Updated: Mar 22, 2023

The financial undercurrent behind The Morningside Institute.

By Iris Chen


One windy January evening, my friend and I walk over to Riverside Church in search of what it means to be “Wounded by the Arrow of Beauty.” This predicament, the subject of the Morningside Institute’s talk for the night, draws in a crowd of students.


One attendee has come all the way from Princeton and tells us he is here on behalf of the James Madison Program. Despite the fact that JMP was exposed in 2015 for being funded by right-wing dark money, at the Institute the association only warrants curiosity. Other students ask him about Princeton’s conservative publications and mention the policing of free speech on Columbia’s campus.


Slightly uneasy, my friend and I soon realize that the talk is concerned with a very specific type of religious beauty. We read some Antiphons and Psalms and get a rather ostentatious taste of Bach. Afterwards, people raise their hands to describe the deep suffering that foregrounds what they believe to be the summit of aesthetic beauty: the crucifixion of Christ. They lament the modern world’s brutalization of innocence and childlike purity. They proselytize canonical works of art and music and lacerate their own shortcomings in the face of the supposed beauty, kindness, and goodwill that these works embody.


As we sit there, my friend and I cannot help but feel that we will never be subject to their particular plight of inheriting a civilized standard of beauty.


Our discomfort, while telling, does not amount to much as criticism of the Morningside Institute. But one need not look any further than the Institute’s tax record to find that they are funded by America’s neo-fascist, Catholic, right-wing elite.

====

DIRECTIVES =
1. According to the article on the Morningside Institute, in what year was the James Madison Program exposed for being funded by right-wing dark money?
2. Quote the stretch of the article on the Morningside Institute from "The financial undercurrent" through "crowd of students.".
The collection entries are material separate from the article.

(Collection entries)

====

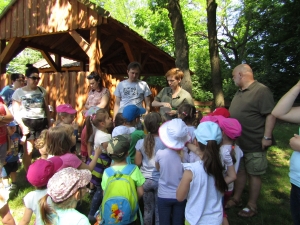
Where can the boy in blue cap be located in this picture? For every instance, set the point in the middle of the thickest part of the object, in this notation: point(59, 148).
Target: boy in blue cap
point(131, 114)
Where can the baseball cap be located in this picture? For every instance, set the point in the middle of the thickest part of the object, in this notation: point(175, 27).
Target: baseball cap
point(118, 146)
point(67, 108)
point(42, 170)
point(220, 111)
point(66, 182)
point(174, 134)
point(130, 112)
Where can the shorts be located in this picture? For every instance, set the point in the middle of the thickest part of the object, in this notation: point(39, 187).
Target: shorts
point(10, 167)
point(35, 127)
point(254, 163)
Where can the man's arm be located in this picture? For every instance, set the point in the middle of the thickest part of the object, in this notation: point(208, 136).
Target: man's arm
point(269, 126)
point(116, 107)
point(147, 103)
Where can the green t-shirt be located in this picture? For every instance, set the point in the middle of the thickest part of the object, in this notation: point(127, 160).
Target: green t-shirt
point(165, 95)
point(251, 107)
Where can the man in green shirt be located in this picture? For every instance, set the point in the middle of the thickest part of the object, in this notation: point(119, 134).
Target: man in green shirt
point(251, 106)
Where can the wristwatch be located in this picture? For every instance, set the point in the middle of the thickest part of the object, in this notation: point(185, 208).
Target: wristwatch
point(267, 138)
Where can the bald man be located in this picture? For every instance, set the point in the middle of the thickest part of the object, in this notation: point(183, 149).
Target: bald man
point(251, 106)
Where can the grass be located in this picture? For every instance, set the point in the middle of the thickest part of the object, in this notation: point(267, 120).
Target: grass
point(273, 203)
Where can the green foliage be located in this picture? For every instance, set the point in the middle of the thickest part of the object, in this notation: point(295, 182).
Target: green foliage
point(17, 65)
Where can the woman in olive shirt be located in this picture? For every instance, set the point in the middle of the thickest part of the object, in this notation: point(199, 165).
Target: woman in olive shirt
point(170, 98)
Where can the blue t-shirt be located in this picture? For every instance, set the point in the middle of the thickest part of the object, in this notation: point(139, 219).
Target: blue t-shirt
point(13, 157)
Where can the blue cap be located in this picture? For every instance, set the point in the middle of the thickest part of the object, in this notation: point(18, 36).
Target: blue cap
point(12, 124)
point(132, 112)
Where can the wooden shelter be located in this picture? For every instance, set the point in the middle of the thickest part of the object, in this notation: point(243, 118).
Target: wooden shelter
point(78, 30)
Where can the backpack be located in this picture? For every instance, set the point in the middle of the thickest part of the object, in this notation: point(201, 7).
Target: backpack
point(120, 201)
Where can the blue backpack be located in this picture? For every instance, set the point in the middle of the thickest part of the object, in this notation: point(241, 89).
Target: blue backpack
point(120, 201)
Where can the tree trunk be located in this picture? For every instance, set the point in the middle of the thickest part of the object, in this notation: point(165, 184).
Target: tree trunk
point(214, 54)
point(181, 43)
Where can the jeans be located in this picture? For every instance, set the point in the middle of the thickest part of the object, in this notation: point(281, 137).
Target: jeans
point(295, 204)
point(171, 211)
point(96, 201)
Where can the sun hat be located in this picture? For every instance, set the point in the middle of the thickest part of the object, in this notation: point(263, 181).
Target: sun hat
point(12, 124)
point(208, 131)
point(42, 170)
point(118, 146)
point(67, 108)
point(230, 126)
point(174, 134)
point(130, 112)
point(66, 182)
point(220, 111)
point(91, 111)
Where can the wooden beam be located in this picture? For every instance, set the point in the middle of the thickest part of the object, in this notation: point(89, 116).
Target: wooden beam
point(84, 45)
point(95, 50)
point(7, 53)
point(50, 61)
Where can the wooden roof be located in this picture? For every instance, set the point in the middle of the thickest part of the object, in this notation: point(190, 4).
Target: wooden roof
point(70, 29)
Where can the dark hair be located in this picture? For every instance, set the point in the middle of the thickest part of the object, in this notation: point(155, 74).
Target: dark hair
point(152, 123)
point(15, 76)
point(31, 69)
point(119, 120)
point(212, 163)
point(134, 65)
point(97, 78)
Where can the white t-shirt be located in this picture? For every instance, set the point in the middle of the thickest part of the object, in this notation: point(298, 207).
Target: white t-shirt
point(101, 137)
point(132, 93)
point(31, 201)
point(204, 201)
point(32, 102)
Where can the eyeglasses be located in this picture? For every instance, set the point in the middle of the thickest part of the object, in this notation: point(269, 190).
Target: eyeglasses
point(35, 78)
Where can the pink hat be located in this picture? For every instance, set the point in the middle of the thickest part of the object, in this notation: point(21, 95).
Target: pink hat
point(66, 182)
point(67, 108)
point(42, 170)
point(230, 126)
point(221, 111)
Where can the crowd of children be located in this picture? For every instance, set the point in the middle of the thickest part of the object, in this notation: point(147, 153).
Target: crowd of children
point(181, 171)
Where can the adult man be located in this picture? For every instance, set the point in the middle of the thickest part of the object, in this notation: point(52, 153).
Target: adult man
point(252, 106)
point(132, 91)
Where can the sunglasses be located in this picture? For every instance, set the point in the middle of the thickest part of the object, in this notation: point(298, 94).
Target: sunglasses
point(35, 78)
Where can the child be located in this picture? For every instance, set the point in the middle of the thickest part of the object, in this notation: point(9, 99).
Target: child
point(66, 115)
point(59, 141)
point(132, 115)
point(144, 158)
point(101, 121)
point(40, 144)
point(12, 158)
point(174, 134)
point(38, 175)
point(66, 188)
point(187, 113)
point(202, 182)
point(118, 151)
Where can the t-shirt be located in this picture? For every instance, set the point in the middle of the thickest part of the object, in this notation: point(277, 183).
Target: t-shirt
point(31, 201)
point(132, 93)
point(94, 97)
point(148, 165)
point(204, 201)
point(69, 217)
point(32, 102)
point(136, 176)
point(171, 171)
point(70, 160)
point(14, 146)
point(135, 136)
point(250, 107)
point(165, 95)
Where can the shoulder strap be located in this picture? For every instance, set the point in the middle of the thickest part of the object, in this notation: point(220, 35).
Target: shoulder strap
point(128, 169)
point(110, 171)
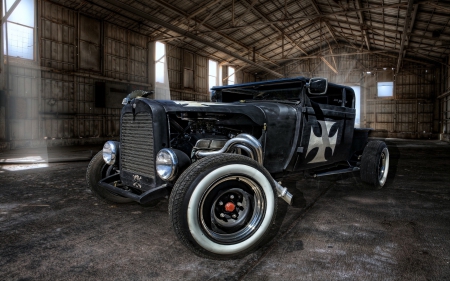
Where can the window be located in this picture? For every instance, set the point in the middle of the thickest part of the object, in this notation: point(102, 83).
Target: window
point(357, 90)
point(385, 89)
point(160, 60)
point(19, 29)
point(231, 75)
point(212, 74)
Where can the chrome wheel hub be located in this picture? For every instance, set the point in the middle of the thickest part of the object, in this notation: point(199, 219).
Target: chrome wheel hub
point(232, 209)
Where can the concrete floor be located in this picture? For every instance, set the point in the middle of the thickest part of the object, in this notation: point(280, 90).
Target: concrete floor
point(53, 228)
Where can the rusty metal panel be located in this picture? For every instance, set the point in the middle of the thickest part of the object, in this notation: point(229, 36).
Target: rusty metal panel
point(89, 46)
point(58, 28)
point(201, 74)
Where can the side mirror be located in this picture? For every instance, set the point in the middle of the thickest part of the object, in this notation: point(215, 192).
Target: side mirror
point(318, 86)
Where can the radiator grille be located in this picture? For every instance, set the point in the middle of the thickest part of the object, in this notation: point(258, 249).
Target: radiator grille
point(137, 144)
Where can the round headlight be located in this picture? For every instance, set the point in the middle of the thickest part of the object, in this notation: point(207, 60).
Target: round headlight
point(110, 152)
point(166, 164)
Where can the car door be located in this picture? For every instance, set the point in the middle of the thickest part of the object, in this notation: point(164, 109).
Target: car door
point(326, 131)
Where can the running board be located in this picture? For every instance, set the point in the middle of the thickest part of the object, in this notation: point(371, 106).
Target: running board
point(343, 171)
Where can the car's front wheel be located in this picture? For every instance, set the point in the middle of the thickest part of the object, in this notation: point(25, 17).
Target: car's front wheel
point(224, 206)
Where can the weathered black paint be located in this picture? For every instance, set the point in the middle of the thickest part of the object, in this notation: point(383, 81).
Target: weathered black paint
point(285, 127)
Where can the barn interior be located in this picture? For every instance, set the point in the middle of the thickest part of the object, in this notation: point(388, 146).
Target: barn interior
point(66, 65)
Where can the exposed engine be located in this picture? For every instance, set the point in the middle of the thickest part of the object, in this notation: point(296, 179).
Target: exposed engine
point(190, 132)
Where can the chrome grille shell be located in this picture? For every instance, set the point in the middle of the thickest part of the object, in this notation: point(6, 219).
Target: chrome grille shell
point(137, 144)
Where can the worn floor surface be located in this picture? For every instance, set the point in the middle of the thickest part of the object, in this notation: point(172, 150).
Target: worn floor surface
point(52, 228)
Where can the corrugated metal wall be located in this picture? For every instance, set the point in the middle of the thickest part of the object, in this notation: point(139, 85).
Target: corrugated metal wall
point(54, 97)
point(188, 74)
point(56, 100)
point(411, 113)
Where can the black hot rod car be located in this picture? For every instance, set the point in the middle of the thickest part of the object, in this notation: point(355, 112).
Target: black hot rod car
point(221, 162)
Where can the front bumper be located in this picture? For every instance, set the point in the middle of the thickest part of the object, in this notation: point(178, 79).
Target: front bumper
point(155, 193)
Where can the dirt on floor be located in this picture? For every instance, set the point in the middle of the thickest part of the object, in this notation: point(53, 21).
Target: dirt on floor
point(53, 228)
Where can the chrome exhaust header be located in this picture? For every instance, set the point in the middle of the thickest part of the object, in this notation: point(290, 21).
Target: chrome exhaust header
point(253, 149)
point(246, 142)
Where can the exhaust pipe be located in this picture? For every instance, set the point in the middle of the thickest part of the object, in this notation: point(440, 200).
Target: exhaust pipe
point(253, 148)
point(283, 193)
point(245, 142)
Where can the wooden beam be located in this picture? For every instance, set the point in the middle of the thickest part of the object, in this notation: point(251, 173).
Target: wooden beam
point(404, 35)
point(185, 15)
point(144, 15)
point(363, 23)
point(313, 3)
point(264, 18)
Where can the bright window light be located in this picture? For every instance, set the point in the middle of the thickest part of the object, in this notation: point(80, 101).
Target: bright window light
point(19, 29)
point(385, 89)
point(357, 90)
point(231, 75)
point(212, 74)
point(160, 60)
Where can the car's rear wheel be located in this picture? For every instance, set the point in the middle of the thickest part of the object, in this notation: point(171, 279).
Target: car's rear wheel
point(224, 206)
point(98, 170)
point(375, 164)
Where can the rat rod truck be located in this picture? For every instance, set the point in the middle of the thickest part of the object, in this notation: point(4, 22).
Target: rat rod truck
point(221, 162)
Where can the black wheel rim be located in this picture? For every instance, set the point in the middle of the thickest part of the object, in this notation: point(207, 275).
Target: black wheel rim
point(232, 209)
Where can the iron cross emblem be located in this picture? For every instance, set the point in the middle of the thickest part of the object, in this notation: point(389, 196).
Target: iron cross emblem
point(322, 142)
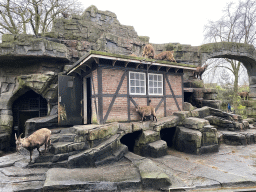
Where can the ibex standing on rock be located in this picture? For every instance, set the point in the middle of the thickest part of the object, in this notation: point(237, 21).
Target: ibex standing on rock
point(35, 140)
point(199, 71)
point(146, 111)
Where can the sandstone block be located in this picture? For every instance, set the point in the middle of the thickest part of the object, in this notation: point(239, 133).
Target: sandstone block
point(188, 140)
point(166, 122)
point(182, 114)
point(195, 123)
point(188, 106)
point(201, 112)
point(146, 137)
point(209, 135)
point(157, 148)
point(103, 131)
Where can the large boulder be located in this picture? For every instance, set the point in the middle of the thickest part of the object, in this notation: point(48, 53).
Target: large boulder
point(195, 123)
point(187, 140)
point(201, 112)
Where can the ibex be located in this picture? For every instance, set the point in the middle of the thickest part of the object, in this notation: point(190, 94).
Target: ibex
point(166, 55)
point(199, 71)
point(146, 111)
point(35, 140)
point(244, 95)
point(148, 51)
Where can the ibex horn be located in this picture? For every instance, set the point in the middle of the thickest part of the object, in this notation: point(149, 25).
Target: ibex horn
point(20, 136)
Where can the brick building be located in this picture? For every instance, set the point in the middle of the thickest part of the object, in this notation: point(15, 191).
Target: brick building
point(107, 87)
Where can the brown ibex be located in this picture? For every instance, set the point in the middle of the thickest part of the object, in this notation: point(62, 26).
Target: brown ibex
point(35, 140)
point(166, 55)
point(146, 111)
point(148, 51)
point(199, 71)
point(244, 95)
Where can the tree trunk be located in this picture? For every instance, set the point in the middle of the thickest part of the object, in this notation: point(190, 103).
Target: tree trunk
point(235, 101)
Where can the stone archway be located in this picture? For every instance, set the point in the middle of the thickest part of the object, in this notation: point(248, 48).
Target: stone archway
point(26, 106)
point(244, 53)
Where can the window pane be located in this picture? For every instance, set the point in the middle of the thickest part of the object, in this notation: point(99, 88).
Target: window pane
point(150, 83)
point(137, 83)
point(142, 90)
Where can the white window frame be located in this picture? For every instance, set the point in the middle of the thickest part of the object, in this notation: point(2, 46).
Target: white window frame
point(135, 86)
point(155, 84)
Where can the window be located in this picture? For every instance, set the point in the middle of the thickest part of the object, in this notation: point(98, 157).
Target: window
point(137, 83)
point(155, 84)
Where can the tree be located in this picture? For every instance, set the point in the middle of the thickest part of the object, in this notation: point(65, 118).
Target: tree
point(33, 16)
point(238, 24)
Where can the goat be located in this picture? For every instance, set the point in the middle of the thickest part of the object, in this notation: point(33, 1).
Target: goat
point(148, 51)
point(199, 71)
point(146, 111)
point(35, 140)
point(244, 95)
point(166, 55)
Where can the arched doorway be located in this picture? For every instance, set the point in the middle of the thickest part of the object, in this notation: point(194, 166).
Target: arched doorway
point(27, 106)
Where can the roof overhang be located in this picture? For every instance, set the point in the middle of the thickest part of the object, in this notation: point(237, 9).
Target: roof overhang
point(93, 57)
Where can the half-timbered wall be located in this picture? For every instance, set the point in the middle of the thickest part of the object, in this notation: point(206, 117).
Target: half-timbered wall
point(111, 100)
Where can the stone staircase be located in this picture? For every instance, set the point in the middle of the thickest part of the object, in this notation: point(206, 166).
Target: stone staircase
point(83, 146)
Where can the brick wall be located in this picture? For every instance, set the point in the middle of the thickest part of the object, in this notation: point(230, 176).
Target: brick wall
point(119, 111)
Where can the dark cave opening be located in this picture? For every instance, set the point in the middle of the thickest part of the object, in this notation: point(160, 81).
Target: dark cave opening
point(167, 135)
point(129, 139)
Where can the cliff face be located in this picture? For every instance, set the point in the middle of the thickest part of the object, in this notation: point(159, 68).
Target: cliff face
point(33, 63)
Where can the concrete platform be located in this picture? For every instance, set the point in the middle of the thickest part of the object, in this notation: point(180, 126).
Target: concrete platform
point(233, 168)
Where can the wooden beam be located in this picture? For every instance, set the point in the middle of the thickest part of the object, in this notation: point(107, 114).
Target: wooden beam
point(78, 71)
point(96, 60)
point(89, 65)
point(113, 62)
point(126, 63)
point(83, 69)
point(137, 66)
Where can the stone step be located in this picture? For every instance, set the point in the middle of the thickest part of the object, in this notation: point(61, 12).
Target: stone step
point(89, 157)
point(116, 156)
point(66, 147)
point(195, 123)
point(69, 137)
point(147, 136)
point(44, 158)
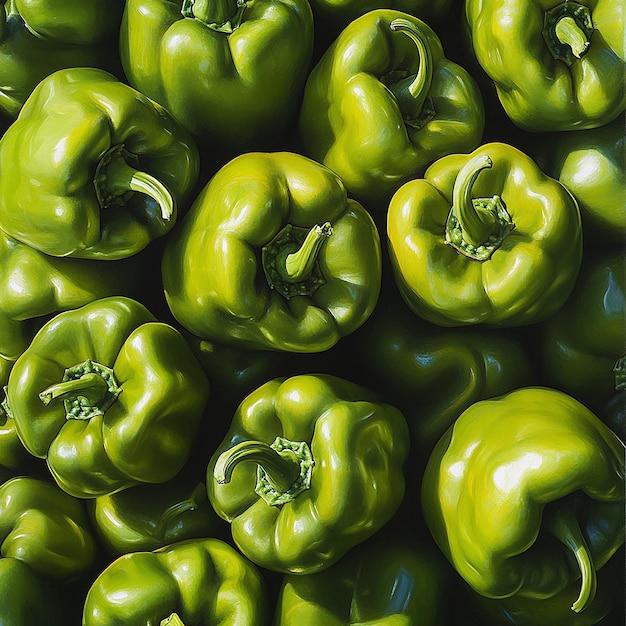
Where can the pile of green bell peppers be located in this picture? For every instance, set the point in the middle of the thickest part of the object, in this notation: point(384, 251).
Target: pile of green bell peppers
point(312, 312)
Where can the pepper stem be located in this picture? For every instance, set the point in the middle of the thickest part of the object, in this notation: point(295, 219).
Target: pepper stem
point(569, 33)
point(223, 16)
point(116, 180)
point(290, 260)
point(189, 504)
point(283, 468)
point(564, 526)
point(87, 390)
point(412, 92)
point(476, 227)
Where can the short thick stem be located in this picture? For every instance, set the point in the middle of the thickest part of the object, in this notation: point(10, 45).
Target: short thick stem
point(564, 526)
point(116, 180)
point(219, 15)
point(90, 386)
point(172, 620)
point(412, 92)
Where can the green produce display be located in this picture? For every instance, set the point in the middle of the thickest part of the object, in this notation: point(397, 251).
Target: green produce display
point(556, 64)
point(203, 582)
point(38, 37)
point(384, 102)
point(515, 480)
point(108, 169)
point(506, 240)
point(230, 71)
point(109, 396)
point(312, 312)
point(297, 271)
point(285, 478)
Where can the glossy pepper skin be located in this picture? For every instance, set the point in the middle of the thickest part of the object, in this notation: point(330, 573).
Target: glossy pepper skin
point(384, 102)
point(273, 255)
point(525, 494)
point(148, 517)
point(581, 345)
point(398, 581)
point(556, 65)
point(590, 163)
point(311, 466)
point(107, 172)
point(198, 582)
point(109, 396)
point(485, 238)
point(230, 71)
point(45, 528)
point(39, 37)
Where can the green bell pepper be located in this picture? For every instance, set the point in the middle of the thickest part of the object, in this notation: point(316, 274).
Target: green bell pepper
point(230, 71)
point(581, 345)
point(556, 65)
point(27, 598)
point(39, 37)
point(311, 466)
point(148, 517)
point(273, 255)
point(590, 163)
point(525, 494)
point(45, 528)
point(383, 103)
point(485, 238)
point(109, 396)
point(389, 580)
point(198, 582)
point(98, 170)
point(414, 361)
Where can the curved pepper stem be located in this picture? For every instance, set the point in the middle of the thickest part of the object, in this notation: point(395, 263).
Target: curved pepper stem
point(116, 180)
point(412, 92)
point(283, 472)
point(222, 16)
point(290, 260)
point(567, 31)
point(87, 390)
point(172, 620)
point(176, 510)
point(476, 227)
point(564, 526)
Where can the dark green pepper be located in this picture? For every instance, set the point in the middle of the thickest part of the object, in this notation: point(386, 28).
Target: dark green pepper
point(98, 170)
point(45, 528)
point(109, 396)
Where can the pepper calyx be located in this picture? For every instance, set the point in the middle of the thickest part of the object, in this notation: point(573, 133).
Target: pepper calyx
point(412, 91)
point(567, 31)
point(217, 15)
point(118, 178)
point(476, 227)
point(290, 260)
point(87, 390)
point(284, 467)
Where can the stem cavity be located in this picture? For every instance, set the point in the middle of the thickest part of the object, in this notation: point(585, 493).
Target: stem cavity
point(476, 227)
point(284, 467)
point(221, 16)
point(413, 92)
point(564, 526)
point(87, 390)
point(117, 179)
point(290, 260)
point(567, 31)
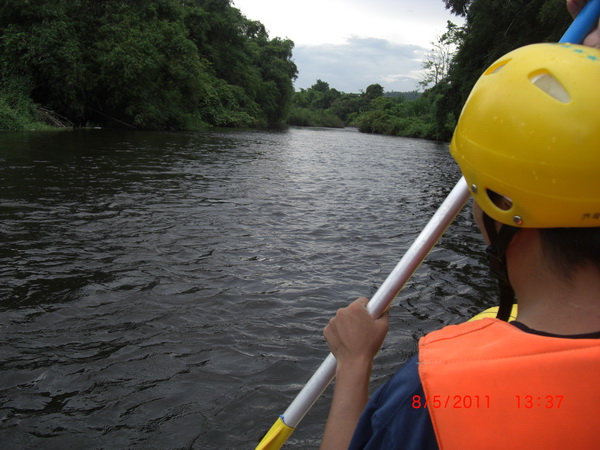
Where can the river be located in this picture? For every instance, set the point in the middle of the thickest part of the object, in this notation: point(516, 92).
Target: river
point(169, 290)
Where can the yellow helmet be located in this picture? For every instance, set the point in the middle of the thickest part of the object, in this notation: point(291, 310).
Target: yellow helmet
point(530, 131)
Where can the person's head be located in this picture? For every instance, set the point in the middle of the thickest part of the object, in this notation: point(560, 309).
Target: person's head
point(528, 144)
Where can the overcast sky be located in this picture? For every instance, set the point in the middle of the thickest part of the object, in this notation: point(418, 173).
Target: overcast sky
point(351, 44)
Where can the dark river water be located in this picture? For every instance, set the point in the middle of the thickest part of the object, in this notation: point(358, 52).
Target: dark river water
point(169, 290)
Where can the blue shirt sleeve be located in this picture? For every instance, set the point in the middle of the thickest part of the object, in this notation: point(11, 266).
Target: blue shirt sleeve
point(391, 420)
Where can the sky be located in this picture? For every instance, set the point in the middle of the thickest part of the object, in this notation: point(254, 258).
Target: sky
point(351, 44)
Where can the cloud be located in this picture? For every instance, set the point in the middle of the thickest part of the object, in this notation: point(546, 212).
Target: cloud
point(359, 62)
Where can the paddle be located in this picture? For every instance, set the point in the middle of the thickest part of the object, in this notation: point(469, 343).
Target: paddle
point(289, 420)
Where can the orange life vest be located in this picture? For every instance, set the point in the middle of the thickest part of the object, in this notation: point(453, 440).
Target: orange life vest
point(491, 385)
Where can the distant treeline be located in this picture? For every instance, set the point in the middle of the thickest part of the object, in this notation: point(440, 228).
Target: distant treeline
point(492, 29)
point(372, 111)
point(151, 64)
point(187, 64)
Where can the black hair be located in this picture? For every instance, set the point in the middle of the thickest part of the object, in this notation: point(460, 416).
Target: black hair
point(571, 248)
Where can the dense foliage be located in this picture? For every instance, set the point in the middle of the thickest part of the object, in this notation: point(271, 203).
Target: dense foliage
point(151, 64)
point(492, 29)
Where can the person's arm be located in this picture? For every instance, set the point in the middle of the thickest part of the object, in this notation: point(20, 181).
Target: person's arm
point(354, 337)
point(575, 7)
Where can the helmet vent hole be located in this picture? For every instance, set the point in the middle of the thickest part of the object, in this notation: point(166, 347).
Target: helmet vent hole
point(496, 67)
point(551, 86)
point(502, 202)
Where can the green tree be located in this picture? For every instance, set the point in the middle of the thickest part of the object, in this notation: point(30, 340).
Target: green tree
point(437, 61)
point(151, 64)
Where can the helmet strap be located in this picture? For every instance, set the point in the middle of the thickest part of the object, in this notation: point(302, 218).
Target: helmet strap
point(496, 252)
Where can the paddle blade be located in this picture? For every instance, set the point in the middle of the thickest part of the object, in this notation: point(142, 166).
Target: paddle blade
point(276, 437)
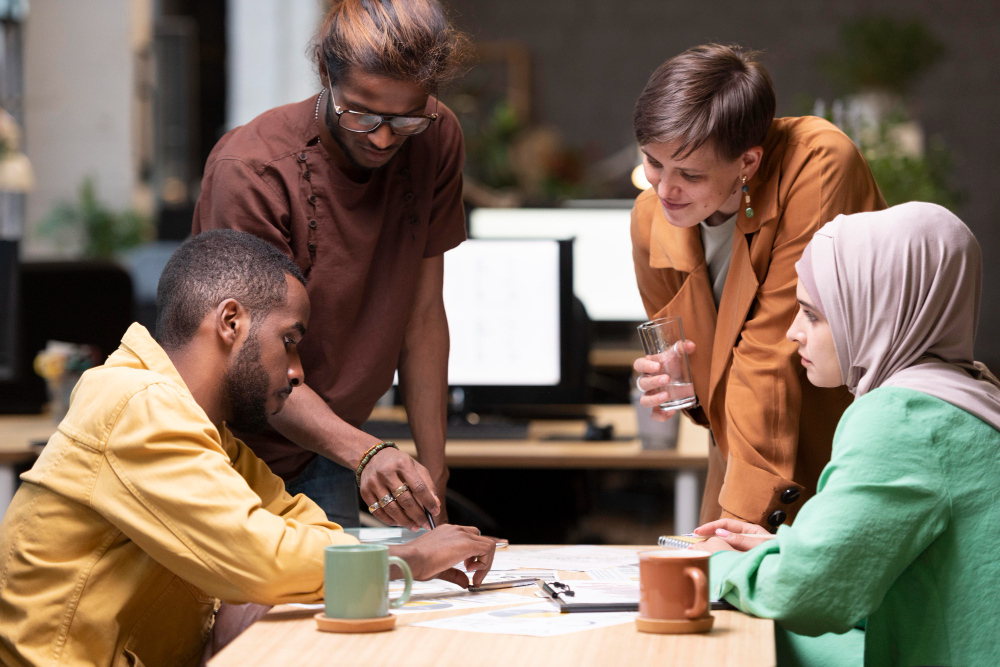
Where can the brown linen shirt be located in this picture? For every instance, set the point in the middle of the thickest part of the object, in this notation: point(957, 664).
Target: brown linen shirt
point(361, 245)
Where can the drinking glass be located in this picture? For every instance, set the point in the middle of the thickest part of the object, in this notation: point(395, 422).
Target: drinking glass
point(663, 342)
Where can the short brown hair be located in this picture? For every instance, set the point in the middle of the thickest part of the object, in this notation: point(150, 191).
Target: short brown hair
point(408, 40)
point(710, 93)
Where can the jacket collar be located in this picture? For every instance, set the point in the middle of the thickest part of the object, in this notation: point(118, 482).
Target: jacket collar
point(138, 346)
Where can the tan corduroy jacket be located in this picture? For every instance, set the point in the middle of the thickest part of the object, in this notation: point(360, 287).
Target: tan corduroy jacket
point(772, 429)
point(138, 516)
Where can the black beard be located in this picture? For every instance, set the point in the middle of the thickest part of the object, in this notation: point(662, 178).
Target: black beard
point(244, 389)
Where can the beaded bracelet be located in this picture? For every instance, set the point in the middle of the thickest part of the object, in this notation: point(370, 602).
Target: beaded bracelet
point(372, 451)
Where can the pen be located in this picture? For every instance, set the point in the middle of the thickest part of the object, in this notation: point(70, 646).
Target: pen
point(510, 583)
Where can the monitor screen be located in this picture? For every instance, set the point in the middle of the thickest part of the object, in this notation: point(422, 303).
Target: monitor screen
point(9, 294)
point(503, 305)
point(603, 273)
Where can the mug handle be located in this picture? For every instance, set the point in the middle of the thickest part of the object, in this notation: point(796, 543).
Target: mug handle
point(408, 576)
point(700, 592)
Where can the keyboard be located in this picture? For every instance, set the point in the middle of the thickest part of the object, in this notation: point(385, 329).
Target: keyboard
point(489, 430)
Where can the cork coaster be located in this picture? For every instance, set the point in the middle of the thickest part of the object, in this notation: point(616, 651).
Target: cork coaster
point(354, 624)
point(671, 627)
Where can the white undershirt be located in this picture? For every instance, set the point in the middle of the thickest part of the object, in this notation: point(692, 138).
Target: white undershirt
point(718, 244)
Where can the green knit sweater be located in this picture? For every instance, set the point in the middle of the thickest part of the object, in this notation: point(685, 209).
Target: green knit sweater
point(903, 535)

====

PER-TASK ANSWERS =
1. 2015

2.
The financial undercurrent behind The Morningside Institute.

By Iris Chen


One windy January evening, my friend and I walk over to Riverside Church in search of what it means to be “Wounded by the Arrow of Beauty.” This predicament, the subject of the Morningside Institute’s talk for the night, draws in a crowd of students.